▶ **Task goal**: Give all of the lines again exactly as they read.
══════
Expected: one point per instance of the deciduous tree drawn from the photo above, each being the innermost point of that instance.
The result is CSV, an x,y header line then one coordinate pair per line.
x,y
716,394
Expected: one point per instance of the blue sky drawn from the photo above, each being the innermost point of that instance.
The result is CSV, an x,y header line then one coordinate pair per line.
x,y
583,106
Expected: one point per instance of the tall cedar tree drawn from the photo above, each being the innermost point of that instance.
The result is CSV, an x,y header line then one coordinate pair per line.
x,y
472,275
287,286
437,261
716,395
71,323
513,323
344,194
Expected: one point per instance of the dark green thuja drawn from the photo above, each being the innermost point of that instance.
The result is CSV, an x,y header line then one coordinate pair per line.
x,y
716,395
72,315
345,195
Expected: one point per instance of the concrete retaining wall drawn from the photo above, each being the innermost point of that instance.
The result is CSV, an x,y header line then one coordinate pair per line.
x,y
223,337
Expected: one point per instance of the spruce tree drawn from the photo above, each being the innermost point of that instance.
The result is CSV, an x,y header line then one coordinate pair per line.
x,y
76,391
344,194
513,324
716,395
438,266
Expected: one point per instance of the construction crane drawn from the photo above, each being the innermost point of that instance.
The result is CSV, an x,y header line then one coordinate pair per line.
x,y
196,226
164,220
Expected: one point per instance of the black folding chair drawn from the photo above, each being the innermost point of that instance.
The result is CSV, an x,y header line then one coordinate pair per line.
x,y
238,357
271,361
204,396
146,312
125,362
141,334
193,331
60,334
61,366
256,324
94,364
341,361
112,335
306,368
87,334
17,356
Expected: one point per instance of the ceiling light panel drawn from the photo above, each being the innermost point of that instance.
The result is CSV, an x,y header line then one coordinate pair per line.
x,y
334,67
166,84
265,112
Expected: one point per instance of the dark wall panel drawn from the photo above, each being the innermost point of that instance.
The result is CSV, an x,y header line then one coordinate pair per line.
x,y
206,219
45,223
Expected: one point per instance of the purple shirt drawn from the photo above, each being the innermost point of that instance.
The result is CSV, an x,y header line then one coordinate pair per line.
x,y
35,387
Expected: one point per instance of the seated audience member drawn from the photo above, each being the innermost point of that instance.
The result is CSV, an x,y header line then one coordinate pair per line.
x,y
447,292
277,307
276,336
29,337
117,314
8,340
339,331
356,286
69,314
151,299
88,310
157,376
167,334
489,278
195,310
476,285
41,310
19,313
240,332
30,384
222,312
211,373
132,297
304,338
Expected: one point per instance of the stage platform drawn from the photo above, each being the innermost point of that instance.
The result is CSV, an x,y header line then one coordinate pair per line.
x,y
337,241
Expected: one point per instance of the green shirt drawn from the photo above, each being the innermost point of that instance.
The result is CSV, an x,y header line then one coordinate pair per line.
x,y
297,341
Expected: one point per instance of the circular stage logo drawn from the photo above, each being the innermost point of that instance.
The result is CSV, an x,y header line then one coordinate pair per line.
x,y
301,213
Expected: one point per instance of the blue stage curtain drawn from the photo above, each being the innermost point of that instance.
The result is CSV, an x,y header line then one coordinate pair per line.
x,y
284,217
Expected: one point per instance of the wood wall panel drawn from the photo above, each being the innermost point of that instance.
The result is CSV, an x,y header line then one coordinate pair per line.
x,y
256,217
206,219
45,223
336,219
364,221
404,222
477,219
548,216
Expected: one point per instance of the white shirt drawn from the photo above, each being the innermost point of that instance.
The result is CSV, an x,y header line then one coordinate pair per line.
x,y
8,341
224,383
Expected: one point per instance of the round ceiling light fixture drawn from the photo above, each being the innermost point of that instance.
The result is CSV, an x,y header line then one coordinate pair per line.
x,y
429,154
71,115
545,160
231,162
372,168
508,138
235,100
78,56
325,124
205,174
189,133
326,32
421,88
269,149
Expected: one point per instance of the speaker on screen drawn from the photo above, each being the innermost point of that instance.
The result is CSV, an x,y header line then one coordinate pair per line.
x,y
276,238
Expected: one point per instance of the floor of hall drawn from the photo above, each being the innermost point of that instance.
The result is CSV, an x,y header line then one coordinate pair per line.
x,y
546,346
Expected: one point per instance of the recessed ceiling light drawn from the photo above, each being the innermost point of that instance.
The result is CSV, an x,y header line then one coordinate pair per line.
══════
▶ **Solution below**:
Expected: one point per instance of the deciduous tree drawn from the photo above, each being the innermost point of that instance.
The result is CSV, an x,y header line then one coordinate pair per line.
x,y
716,394
Expected: one point per instance of the blue sky drawn from the photo above, each being the innermost point of that instance.
The result is CSV, an x,y header line then one coordinate pair per line.
x,y
583,106
Expected: one point per instance of the tall cedar tree drawn from the photo above, each being the innermost point of that instance.
The result is CSV, an x,y header line then one coordinate pair per line.
x,y
472,275
287,286
437,261
716,395
71,323
513,323
344,194
Expected: one point per instance of the dark green thuja drawn from the photo above, each being the innermost point of that instance.
The result is CSV, an x,y header line then one coordinate pair per line.
x,y
716,395
72,315
345,195
Expected: one point per instance of the concrete retaining wall drawn from the photo above, each being the innermost point of that instance.
The result is CSV, an x,y header line then one coordinate pair per line.
x,y
223,337
Expected: one point per instance of the spruce tree drawn from the photo above, each being the innermost point of that instance.
The result is CSV, an x,y header line then one coordinate pair per line.
x,y
76,391
344,194
513,324
716,395
438,266
Expected: one point per instance of the construction crane drawn from the photo above, each being the innermost point of that instance.
The result is CSV, an x,y header line then one coordinate pair per line.
x,y
196,226
164,220
Expected: one point per instance of the black folding chair drawn from the photo above, each being the innermost point of that instance.
The result is CSV, an x,y header line then one coordinate pair per line.
x,y
238,357
271,361
204,396
146,312
125,362
141,334
193,331
60,334
61,366
256,324
94,364
341,361
112,335
306,368
87,334
17,356
Expected: one point per instance of the ceiling light panel drawn from the photo above, each being the innermost point of that instance.
The result is CSV, an x,y header line then one coordinate pair per line.
x,y
334,67
166,84
265,112
Expected: one point per instance of the dark wall panel drawn from the photo above, each being the innermost point of that instance.
The result is CSV, an x,y header line then one coordinate pair per line.
x,y
206,219
45,223
Expected: one point per instance of the purple shirt drawn from the photo above, each being the innermost point of that instance.
The result is CSV, an x,y header line then one coordinate pair per line.
x,y
35,387
Expected: one point per instance of the seated audience member drawn from the photo above, each being the innermost point of that instance.
The result is CSV, an x,y header line then one coordinate pair per line.
x,y
447,292
277,307
276,336
29,337
117,314
8,340
339,331
356,286
69,314
151,299
88,310
157,376
167,334
489,278
195,310
476,285
41,310
19,313
240,332
30,384
222,312
211,373
132,297
304,338
Expected: one point per instance of the stage platform drawn from the photo above, each being the innermost point of that instance.
The result is CSV, an x,y header line then one coordinate pair per line.
x,y
337,241
Expected: one point per instance of the green shirt drawn from the photo above, each being the innermost point of that instance.
The result is CSV, an x,y header line then one coordinate pair per line.
x,y
297,341
Expected: one point per instance of the circular stage logo drawn from the photo above, each being the innermost point of that instance.
The result is CSV, an x,y header line then one coordinate pair per line.
x,y
301,213
Expected: one point per instance of the blue stage curtain drawn from the photo above, each being the innermost point of that instance.
The result is CSV, an x,y header line then one coordinate pair per line.
x,y
284,217
Expected: one point per instance of the wood wall panel drawn from the photo above, each being the innermost point of that instance.
The result is CSV, an x,y header line then one coordinate pair per line.
x,y
256,217
206,219
45,223
336,219
364,221
404,222
477,219
548,216
Expected: one point per instance of the white shirt drawn from the photo above, each being the innermost point of that instance.
The result is CSV, an x,y header line then one coordinate pair per line.
x,y
8,341
224,383
Expected: one point per instance of the round ceiling light fixture drawn from the photo above, each being the innermost point of that instance.
The result is CSV, an x,y header line then one coordinate pair per line.
x,y
429,154
71,115
545,160
231,162
372,168
508,138
235,100
78,56
325,124
205,174
189,133
326,32
421,88
269,149
Expected: one point per instance of the speaker on screen drawn from the photo above, each being the innermost point of that instance.
The result is CSV, an x,y header line then one coordinate pair per line.
x,y
276,238
Expected: one point per instance of the floor of hall drawn from the photo above, each being the innermost point of that instance.
The result is CSV, an x,y header line then one coordinate pair per line.
x,y
546,346
Expected: one point per instance of the recessed ceiling light drawn from the photo above, each being the innermost point of that instance.
The result is CSV, an x,y header line then one coordinate pair per line.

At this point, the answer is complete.